* _Goal_:
Could you transcribe the listing below word for word, from its first line through the line containing "[(76, 104)]", both included, and leave out the pictures?

--------------------

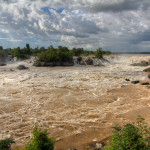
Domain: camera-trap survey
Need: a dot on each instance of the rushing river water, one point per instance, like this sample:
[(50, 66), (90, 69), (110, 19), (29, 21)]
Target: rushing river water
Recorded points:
[(76, 104)]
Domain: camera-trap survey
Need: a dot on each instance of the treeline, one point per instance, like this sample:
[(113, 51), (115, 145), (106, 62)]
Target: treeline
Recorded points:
[(52, 54)]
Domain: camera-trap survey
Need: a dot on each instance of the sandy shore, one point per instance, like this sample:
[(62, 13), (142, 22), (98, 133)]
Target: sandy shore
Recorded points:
[(77, 105)]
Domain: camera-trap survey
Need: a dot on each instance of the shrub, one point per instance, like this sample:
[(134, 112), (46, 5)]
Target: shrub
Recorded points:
[(40, 141), (6, 144), (134, 136)]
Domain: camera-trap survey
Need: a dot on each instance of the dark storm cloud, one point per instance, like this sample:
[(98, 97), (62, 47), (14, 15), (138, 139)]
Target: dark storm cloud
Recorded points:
[(113, 24)]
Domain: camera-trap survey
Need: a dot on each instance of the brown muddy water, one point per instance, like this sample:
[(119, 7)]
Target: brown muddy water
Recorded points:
[(77, 105)]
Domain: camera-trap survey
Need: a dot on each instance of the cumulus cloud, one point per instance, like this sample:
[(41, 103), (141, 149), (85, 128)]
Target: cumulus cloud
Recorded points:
[(114, 25)]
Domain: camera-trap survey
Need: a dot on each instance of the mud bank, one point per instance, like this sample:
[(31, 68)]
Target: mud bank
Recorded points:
[(77, 105)]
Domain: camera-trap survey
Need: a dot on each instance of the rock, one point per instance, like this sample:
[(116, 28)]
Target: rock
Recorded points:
[(99, 146), (127, 79), (144, 63), (51, 64), (145, 83), (22, 67), (147, 69), (135, 82), (89, 61), (11, 70), (2, 64)]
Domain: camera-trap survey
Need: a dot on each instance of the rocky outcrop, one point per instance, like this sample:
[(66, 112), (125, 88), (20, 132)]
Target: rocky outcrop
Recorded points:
[(147, 70), (142, 63), (22, 67), (89, 61), (51, 64)]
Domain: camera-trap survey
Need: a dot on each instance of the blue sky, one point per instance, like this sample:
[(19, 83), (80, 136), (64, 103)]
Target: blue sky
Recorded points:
[(116, 25)]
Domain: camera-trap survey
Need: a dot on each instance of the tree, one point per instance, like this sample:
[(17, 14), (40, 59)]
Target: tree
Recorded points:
[(134, 136), (40, 141), (99, 53)]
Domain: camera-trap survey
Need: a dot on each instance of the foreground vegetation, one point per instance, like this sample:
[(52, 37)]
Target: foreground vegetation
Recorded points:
[(132, 136)]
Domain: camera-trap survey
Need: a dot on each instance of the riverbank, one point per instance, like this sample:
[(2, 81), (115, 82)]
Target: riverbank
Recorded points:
[(77, 105)]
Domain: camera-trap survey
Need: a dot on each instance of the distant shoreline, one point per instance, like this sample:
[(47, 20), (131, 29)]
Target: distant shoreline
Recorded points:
[(131, 53)]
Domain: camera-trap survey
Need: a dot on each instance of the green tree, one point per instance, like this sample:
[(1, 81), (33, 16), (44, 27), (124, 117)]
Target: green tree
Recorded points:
[(6, 144), (99, 53), (134, 136), (40, 141)]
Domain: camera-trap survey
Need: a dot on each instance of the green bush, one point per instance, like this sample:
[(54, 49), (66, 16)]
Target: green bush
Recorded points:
[(6, 144), (134, 136), (40, 141)]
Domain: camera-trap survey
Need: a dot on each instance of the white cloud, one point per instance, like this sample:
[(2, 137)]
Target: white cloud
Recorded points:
[(89, 23)]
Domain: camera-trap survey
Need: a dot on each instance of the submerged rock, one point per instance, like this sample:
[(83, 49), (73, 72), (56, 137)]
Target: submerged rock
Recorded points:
[(2, 64), (145, 83), (135, 82), (51, 64), (147, 70), (22, 67)]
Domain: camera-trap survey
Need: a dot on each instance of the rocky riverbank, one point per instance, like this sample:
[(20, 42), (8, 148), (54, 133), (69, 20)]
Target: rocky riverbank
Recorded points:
[(78, 105)]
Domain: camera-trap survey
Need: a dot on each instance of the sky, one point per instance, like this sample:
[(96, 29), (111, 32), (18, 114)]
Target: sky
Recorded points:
[(115, 25)]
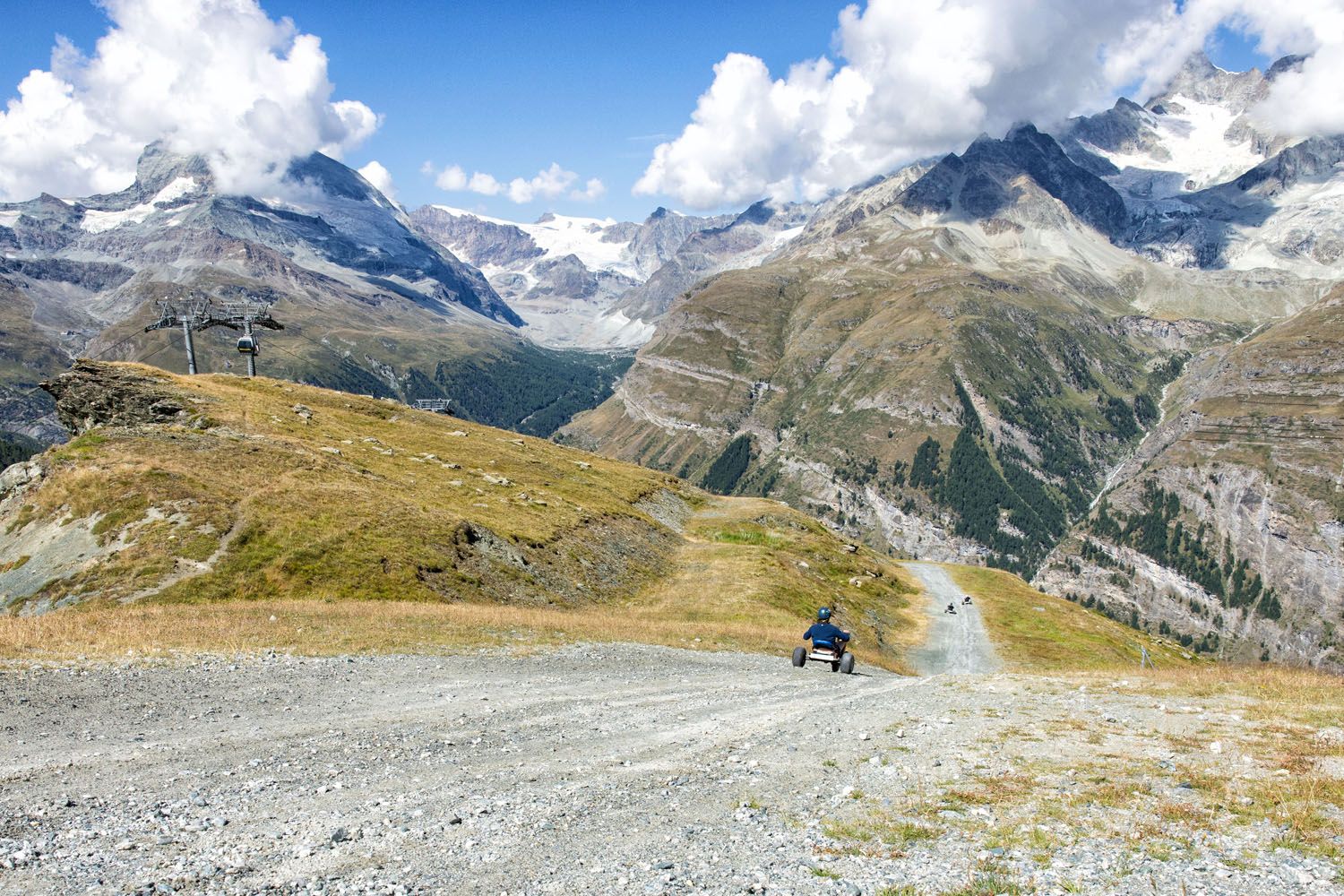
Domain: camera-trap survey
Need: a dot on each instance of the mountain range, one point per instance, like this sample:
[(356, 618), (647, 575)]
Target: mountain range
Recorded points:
[(1102, 354)]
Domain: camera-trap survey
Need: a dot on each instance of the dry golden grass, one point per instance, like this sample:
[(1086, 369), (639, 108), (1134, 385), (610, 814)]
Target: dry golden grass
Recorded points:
[(362, 548), (1040, 633), (319, 627)]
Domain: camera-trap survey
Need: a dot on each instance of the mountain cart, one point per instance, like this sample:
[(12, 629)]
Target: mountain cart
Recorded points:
[(833, 654)]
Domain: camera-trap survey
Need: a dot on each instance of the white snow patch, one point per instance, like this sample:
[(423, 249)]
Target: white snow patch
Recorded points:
[(562, 236), (97, 222), (177, 190), (1201, 153)]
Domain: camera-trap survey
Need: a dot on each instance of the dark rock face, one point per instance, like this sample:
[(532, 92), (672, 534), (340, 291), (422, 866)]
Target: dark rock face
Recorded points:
[(1314, 158), (978, 182), (91, 394), (1125, 128)]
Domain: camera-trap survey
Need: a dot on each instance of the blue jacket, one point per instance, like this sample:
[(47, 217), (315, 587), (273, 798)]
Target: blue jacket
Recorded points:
[(825, 633)]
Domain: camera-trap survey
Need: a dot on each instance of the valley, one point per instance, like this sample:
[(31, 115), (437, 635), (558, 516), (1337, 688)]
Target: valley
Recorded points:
[(429, 432)]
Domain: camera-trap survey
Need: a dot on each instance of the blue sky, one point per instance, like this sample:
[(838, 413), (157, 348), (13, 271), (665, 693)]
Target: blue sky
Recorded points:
[(511, 88)]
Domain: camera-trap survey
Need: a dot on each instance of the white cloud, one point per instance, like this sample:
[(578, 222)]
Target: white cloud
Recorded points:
[(452, 177), (214, 77), (375, 174), (483, 185), (922, 77), (548, 183), (593, 190)]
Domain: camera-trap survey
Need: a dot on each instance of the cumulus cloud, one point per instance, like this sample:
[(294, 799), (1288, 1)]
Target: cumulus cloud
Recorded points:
[(375, 174), (451, 179), (548, 183), (212, 77), (593, 190), (922, 77)]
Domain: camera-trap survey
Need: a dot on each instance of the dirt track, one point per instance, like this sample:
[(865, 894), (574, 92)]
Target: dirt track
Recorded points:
[(607, 770), (957, 642)]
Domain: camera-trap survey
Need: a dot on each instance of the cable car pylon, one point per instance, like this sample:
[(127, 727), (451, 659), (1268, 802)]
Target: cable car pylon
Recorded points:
[(195, 314)]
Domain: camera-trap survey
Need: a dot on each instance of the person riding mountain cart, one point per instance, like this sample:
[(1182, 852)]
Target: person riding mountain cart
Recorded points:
[(828, 645)]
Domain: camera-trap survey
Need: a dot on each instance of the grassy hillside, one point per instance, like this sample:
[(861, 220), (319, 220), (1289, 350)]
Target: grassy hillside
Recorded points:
[(241, 513), (1037, 632)]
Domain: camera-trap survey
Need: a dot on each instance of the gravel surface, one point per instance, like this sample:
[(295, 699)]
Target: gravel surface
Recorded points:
[(593, 770), (957, 642)]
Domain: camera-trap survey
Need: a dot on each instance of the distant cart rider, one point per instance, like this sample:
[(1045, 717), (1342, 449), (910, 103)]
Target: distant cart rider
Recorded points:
[(827, 634)]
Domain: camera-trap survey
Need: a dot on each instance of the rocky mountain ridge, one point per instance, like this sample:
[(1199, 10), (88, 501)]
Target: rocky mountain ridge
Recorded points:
[(953, 362), (585, 282), (368, 306)]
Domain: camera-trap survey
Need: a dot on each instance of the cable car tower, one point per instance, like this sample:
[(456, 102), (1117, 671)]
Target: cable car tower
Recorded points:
[(245, 316), (191, 314), (195, 314)]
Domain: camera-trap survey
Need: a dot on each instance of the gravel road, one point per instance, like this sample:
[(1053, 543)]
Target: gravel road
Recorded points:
[(957, 642), (594, 770)]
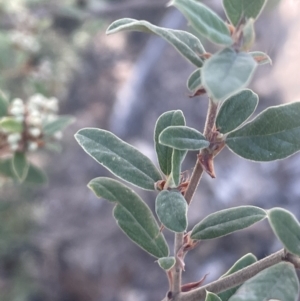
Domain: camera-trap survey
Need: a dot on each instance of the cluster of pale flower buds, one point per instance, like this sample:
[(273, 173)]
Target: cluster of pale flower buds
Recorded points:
[(31, 116)]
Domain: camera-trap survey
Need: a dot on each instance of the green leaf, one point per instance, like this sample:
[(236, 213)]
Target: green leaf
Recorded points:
[(166, 263), (164, 153), (227, 72), (177, 158), (194, 80), (20, 165), (236, 110), (133, 216), (185, 43), (35, 176), (279, 282), (286, 228), (10, 124), (205, 21), (227, 221), (183, 138), (171, 209), (212, 297), (237, 9), (261, 58), (243, 262), (272, 135), (59, 124), (122, 159), (3, 104)]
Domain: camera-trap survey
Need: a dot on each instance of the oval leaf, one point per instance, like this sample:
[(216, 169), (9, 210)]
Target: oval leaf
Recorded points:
[(20, 165), (236, 110), (286, 228), (205, 21), (185, 43), (272, 135), (171, 209), (261, 58), (237, 9), (177, 158), (227, 72), (279, 282), (243, 262), (212, 297), (59, 124), (164, 153), (120, 158), (227, 221), (10, 124), (194, 81), (166, 263), (183, 138), (133, 216)]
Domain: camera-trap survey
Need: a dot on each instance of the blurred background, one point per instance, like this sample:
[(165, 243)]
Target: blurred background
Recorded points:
[(59, 242)]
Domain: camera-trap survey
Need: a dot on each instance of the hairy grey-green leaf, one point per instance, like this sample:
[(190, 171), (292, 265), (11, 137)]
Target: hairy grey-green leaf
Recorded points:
[(122, 159), (212, 297), (286, 228), (261, 58), (132, 214), (243, 262), (171, 209), (237, 9), (236, 110), (226, 72), (177, 158), (20, 165), (57, 125), (272, 135), (164, 153), (185, 43), (278, 282), (205, 21), (183, 138), (194, 80), (166, 263), (227, 221)]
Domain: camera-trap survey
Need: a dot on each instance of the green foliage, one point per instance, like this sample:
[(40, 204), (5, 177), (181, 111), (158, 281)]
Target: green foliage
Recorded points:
[(194, 80), (278, 282), (183, 138), (164, 153), (286, 228), (238, 9), (212, 297), (171, 209), (133, 216), (226, 72), (185, 43), (227, 221), (243, 262), (272, 135), (20, 165), (209, 24), (236, 110), (167, 263), (122, 159)]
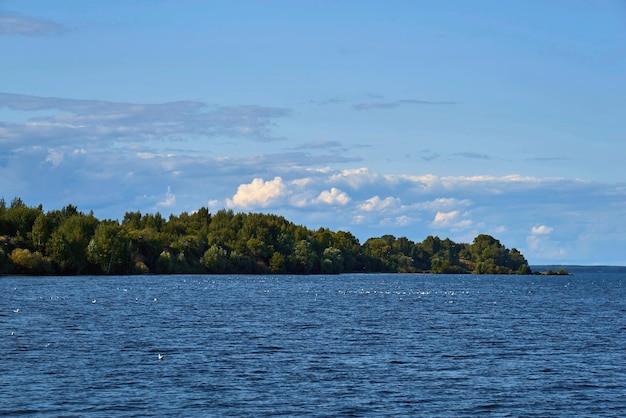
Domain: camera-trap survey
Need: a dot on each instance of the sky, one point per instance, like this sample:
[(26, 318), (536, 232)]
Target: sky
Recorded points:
[(412, 118)]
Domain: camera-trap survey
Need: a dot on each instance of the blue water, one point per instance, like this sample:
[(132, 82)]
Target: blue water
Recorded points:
[(349, 345)]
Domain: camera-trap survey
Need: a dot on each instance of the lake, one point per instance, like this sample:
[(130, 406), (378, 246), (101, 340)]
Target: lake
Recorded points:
[(348, 345)]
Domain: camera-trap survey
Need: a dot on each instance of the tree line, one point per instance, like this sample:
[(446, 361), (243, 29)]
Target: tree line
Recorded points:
[(70, 242)]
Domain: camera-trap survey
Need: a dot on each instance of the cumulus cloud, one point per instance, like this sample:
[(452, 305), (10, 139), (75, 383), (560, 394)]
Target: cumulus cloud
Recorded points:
[(379, 205), (541, 230), (54, 157), (15, 23), (453, 220), (333, 196), (168, 201), (259, 193)]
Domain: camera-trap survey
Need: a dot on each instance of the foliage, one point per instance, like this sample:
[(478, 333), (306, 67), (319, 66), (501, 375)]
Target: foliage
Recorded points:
[(70, 242)]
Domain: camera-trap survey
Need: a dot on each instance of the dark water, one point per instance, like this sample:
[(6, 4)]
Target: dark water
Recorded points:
[(350, 345)]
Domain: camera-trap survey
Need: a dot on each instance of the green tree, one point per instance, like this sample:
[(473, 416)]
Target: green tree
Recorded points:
[(108, 248)]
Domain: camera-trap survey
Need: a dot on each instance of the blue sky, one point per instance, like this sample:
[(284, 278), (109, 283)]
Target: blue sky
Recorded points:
[(412, 118)]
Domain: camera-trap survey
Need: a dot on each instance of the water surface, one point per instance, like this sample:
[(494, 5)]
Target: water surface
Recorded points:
[(349, 345)]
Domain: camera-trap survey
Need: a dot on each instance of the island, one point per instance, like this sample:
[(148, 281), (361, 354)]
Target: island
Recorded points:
[(69, 242)]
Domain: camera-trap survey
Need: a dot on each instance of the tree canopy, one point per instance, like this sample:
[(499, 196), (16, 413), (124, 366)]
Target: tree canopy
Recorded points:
[(70, 242)]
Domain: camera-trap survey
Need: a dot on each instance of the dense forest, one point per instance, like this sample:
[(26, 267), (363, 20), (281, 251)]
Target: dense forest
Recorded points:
[(70, 242)]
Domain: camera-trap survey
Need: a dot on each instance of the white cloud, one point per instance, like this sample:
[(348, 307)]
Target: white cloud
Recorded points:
[(54, 157), (333, 196), (259, 193), (379, 205), (15, 23), (444, 219), (169, 200), (541, 230), (453, 220)]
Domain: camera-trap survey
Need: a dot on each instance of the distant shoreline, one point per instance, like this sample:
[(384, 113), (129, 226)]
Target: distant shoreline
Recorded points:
[(575, 268)]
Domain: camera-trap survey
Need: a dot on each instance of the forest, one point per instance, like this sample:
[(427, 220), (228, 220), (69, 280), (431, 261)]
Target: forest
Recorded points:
[(70, 242)]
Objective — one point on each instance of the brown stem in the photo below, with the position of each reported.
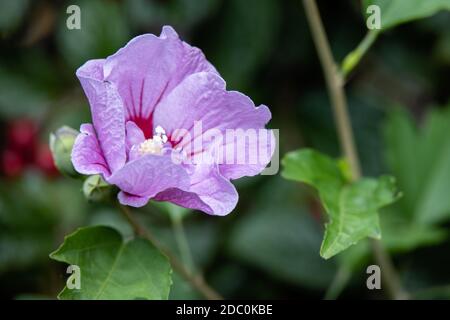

--------------------

* _Solution to the exercise_:
Domain: camera-trap survey
Need: a dot on each instance of the rushing river water, one point per instance, like this sample:
[(50, 66), (90, 69), (110, 19), (29, 21)]
Target: rushing river water
Recorded points:
[(76, 104)]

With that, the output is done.